Extracted data entries
[Start of Attachment]

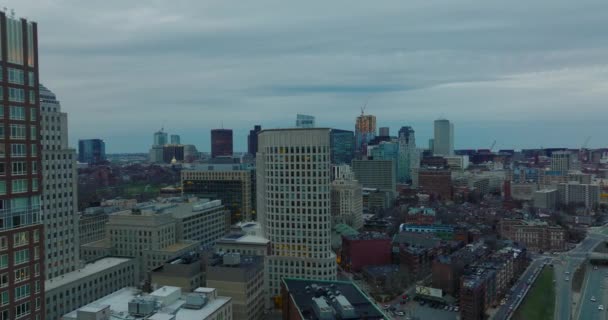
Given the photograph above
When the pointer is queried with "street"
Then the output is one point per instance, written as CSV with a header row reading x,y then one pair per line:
x,y
519,288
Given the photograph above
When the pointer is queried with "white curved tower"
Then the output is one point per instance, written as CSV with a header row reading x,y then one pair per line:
x,y
293,204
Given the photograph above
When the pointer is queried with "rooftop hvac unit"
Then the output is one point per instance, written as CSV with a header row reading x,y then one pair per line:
x,y
232,259
195,301
140,307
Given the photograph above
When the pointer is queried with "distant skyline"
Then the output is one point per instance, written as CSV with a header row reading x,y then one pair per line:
x,y
526,74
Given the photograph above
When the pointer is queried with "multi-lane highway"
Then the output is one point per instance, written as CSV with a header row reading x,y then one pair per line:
x,y
595,294
517,293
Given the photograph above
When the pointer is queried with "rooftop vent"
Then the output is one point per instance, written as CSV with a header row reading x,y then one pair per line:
x,y
195,301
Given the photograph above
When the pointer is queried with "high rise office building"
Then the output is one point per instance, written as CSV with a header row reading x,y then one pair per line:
x,y
22,245
365,131
293,202
305,121
160,138
443,142
560,161
221,143
408,154
252,140
342,146
91,151
384,132
59,197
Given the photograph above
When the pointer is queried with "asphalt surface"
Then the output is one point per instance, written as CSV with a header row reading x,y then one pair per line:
x,y
595,287
504,312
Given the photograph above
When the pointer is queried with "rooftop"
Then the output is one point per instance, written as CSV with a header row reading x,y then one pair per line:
x,y
119,305
242,239
367,236
348,299
88,270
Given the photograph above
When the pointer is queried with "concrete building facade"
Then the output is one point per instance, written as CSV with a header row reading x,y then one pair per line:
x,y
85,285
443,142
293,201
241,278
347,202
233,184
59,197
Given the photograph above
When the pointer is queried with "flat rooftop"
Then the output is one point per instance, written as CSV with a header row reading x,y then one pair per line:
x,y
303,291
242,239
88,270
119,306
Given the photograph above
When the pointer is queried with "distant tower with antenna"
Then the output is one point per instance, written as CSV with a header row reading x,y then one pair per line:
x,y
365,131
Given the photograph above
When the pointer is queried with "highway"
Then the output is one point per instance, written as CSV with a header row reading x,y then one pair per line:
x,y
519,288
595,286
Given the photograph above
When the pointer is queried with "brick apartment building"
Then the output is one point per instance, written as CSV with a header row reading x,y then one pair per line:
x,y
365,249
534,234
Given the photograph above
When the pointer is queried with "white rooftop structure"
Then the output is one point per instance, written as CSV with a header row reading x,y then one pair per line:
x,y
88,270
169,304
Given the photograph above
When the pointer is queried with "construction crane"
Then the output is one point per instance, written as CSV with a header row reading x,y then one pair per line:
x,y
582,153
493,145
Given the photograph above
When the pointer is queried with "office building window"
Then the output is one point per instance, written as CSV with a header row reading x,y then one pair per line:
x,y
19,186
17,150
15,76
16,95
17,113
17,131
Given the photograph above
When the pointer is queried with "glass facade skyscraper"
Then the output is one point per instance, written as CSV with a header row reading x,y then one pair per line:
x,y
221,143
342,146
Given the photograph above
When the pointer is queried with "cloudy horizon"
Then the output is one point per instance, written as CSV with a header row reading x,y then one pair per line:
x,y
524,74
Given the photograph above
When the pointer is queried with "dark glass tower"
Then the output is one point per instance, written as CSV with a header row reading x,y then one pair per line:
x,y
221,143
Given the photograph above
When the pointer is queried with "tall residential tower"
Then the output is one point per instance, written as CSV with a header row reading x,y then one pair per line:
x,y
365,131
443,142
293,202
22,248
59,198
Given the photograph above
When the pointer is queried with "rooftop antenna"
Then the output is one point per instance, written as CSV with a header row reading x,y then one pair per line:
x,y
364,106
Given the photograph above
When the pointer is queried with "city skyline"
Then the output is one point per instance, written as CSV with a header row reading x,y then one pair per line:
x,y
481,65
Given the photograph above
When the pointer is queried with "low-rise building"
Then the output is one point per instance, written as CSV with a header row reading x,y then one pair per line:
x,y
574,193
420,216
240,277
534,234
447,269
545,198
166,303
365,249
95,280
316,300
186,272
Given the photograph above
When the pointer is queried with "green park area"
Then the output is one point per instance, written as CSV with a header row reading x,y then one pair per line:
x,y
539,303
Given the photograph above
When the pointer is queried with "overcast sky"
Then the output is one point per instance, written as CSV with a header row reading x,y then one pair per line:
x,y
524,73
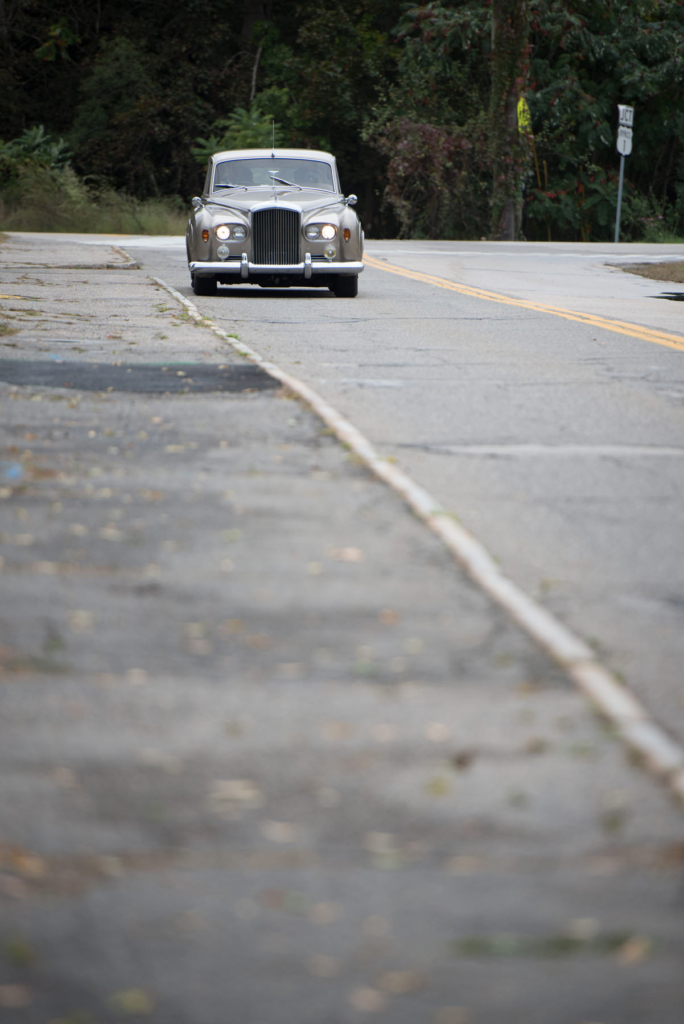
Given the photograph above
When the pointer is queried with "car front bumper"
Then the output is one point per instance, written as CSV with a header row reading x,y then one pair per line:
x,y
243,268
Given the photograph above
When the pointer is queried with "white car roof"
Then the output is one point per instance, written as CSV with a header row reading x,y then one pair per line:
x,y
278,153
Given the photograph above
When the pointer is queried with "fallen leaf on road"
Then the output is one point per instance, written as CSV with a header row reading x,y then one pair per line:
x,y
243,791
111,534
80,621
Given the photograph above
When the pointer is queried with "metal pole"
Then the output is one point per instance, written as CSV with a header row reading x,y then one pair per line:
x,y
620,198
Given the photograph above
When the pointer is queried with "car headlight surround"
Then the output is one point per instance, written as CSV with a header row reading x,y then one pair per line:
x,y
313,232
234,231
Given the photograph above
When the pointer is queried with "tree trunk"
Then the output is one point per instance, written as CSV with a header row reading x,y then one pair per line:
x,y
253,12
508,152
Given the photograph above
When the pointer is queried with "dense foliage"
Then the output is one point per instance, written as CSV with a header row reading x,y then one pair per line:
x,y
418,100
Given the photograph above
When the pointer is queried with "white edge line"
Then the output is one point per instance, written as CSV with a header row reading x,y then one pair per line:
x,y
659,753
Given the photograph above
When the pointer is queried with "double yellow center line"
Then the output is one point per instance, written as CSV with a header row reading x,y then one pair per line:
x,y
617,327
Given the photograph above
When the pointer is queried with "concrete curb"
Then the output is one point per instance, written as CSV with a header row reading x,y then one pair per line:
x,y
658,753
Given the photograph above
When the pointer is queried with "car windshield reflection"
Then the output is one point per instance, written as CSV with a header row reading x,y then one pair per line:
x,y
260,171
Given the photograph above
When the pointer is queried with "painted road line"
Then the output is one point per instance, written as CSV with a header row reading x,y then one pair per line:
x,y
659,753
618,327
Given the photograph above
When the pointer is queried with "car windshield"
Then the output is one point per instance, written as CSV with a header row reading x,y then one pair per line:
x,y
260,171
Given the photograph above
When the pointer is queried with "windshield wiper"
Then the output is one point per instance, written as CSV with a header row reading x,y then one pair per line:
x,y
282,181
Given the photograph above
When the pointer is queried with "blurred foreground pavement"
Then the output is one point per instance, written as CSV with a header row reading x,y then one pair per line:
x,y
266,757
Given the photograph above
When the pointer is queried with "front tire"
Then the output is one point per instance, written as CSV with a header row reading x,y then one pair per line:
x,y
346,287
204,286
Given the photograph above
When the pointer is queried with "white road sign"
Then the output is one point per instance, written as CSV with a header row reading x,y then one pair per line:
x,y
624,140
626,115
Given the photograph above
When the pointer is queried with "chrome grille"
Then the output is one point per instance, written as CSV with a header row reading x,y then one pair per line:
x,y
275,237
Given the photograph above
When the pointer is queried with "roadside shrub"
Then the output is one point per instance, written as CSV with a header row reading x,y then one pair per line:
x,y
58,200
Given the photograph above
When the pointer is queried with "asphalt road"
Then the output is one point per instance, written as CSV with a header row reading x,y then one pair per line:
x,y
559,443
266,754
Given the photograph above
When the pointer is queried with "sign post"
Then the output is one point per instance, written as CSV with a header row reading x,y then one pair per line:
x,y
624,148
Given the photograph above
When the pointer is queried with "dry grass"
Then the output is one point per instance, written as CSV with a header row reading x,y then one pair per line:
x,y
61,202
673,271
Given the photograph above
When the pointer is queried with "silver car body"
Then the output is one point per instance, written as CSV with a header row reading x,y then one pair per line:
x,y
275,218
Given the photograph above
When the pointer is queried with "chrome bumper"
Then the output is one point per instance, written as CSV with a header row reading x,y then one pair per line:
x,y
245,269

[End of Attachment]

Return every line from the entries above that includes the word "office".

* _RESULT OF THIS EXERCISE_
When the pointer is queried with "high rise office building"
When the pointer is queried with "office building window"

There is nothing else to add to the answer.